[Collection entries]
********

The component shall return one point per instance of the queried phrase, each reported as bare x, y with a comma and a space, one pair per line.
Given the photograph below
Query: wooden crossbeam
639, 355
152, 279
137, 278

********

### WRITTEN EXERCISE
Could you reproduce every one of the items above word for word?

### OUTPUT BELOW
The component shall return one point per instance of the queried phrase, each reported as bare x, y with a comma and a space, one pair per line.
Given the photograph below
Query: wooden crossbeam
639, 355
152, 279
137, 278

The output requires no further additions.